[SUPPLIED MATERIAL]
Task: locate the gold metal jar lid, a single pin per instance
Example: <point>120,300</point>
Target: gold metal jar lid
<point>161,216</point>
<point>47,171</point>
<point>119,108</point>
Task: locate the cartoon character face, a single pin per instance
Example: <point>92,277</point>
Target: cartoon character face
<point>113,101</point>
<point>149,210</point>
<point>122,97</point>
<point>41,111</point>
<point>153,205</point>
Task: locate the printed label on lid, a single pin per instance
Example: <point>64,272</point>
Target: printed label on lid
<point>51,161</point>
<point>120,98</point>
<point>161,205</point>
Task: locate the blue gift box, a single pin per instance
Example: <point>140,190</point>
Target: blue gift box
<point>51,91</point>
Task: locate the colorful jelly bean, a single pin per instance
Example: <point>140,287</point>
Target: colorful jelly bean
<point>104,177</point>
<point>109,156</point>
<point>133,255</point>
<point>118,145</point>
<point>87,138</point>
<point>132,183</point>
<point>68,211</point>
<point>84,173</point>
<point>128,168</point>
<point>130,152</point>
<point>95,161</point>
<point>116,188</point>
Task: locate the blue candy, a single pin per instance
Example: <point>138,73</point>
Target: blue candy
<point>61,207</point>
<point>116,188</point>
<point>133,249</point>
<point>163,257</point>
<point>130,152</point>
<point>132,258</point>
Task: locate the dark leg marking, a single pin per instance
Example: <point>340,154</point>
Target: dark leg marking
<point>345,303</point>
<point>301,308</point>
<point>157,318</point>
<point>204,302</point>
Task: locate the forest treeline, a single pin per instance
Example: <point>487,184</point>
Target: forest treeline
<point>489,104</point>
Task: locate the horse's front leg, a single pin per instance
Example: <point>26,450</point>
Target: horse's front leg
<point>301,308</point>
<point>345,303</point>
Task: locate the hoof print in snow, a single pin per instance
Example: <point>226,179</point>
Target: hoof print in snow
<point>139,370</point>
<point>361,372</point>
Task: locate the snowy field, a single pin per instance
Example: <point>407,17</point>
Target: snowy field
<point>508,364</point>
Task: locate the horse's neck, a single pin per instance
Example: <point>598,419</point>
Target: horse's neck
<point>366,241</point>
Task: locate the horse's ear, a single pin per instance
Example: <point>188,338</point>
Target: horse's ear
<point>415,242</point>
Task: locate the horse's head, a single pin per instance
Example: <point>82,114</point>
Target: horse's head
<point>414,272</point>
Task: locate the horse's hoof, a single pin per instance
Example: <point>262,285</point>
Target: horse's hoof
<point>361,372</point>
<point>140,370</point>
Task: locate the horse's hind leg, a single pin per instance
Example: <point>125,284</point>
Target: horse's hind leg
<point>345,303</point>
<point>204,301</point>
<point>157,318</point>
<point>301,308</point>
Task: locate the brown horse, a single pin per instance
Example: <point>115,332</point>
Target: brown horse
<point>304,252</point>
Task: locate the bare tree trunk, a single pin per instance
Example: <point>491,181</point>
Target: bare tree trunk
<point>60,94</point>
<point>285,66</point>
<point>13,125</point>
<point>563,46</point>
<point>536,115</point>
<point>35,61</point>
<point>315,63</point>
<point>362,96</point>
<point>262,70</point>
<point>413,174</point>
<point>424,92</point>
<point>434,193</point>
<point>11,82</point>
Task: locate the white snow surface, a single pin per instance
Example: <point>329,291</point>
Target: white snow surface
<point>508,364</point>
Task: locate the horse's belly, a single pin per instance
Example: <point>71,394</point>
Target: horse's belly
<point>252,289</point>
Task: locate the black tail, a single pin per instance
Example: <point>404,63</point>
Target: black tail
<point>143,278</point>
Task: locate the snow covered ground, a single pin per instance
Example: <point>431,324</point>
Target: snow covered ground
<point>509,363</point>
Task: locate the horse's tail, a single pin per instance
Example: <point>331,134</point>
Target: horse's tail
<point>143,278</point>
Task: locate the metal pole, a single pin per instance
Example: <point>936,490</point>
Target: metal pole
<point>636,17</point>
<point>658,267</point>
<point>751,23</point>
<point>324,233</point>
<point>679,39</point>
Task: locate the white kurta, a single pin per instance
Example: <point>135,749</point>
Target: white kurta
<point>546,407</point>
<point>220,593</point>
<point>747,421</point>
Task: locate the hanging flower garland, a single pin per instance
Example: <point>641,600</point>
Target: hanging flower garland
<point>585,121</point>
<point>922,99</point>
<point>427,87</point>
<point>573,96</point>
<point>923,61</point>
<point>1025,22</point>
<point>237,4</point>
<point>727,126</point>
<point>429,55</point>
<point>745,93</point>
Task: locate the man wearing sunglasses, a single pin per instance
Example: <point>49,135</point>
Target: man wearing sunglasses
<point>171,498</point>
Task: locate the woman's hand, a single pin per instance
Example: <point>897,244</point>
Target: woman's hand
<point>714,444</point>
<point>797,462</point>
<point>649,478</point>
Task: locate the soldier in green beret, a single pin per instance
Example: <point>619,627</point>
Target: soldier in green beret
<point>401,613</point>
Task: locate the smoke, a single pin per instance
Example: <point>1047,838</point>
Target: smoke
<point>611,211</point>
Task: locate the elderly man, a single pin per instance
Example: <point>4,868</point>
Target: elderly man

[YOUR INSTRUCTIONS] Please return the lines starting at the one containing "Task: locate the smoke, a" and ending at the final line above, both included, reproducing each one unchanged.

[CORRECT RESULT]
Task: locate the smoke, a single pin per instance
Example: <point>1047,838</point>
Target: smoke
<point>611,211</point>
Task: locate the elderly man, a single pin per instance
Example: <point>4,868</point>
Target: elderly man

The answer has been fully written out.